## [Stored data entries]
++++++

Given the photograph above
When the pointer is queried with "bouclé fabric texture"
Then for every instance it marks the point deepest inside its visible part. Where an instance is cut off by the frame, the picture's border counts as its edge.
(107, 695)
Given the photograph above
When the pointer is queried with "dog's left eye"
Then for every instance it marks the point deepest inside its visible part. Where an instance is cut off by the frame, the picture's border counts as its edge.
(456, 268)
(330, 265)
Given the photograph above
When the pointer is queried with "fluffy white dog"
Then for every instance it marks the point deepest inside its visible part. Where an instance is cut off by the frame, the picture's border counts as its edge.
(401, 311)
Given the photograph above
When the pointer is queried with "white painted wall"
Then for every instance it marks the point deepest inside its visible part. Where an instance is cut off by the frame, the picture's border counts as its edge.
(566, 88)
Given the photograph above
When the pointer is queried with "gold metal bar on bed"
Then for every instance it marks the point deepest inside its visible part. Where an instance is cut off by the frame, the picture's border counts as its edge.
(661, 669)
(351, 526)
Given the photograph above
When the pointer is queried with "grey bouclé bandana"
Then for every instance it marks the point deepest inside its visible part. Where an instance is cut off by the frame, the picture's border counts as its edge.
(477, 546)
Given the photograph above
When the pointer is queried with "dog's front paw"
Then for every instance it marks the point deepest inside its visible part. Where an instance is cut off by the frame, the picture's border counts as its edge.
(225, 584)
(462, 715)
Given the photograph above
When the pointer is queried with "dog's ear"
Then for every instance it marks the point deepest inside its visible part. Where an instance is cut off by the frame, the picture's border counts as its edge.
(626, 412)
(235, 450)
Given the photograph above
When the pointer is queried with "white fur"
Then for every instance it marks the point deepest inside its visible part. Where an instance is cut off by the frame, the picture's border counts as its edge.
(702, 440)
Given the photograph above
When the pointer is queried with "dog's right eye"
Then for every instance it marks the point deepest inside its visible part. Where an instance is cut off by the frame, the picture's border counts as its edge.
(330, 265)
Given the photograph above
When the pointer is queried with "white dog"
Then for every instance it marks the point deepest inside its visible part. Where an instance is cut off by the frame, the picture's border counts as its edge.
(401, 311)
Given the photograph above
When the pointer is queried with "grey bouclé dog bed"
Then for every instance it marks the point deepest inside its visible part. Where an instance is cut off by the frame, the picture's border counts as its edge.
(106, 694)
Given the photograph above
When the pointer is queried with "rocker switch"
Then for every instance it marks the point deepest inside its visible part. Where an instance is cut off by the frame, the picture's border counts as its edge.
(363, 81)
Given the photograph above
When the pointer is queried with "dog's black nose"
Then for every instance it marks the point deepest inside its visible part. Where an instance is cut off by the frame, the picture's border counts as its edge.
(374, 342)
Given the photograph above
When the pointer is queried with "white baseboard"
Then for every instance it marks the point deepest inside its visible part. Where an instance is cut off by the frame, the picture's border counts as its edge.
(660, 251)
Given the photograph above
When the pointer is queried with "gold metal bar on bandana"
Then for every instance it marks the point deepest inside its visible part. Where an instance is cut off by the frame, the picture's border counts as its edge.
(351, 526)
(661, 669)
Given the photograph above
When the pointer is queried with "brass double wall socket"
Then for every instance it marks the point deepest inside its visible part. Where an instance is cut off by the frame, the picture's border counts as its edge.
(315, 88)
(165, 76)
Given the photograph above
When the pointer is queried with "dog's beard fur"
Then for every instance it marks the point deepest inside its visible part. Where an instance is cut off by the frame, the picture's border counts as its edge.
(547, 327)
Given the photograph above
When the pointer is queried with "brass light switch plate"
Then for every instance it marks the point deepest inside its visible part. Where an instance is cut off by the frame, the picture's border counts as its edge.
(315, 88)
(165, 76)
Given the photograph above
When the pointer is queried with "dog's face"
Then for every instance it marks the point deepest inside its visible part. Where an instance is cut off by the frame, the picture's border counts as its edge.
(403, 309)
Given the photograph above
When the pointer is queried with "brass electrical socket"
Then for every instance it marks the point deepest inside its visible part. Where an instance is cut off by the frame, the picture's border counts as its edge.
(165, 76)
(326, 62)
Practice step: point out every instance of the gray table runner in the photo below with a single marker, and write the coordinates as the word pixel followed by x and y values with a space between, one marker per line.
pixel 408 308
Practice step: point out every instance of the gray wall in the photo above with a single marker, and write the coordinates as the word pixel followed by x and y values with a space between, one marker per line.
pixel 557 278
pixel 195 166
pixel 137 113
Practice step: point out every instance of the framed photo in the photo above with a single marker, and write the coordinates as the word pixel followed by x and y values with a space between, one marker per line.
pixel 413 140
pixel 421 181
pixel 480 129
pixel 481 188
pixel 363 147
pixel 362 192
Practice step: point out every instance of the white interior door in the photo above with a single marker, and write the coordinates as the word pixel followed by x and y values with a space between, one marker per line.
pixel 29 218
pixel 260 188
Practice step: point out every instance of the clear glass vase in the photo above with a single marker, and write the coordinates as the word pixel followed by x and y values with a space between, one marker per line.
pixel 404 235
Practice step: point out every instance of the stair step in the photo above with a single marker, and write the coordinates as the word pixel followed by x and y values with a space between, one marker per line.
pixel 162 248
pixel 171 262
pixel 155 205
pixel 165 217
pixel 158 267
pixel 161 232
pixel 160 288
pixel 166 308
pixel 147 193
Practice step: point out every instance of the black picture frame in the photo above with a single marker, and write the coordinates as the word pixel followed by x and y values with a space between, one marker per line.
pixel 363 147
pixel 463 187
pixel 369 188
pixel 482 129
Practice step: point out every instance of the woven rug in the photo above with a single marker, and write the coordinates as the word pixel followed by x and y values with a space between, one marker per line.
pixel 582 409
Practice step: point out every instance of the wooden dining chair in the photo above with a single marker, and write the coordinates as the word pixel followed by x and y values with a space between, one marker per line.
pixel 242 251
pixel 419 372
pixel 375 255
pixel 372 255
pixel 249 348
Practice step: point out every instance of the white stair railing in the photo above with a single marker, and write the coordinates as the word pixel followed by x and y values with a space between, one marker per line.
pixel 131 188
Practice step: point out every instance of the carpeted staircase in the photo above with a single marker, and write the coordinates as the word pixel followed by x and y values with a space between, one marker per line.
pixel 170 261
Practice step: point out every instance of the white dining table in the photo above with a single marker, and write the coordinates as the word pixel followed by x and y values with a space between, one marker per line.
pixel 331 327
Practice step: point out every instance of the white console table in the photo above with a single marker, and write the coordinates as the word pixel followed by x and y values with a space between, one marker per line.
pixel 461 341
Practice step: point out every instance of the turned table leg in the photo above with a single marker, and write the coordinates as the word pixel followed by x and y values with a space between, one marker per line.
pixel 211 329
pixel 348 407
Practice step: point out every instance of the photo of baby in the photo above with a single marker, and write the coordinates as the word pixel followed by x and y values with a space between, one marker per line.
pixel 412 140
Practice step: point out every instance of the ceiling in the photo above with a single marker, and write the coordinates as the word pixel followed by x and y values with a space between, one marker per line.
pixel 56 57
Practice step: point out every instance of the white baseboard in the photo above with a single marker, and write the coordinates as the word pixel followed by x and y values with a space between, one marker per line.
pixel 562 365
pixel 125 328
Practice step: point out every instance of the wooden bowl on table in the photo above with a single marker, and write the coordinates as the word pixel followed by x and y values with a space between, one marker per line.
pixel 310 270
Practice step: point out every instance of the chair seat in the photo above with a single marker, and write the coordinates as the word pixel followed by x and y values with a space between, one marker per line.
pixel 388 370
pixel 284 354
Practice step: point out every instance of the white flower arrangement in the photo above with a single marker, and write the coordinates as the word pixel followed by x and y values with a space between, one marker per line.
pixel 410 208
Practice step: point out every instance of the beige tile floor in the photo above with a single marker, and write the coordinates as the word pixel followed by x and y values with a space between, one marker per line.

++++++

## [REQUIREMENT]
Search the entries for the word "grey". Copy every line where it occurs.

## [RESULT FOR THIS EXERCISE]
When the pointer is queried with "grey bouclé bandana"
When the pointer is queried with "grey bouclé dog bed"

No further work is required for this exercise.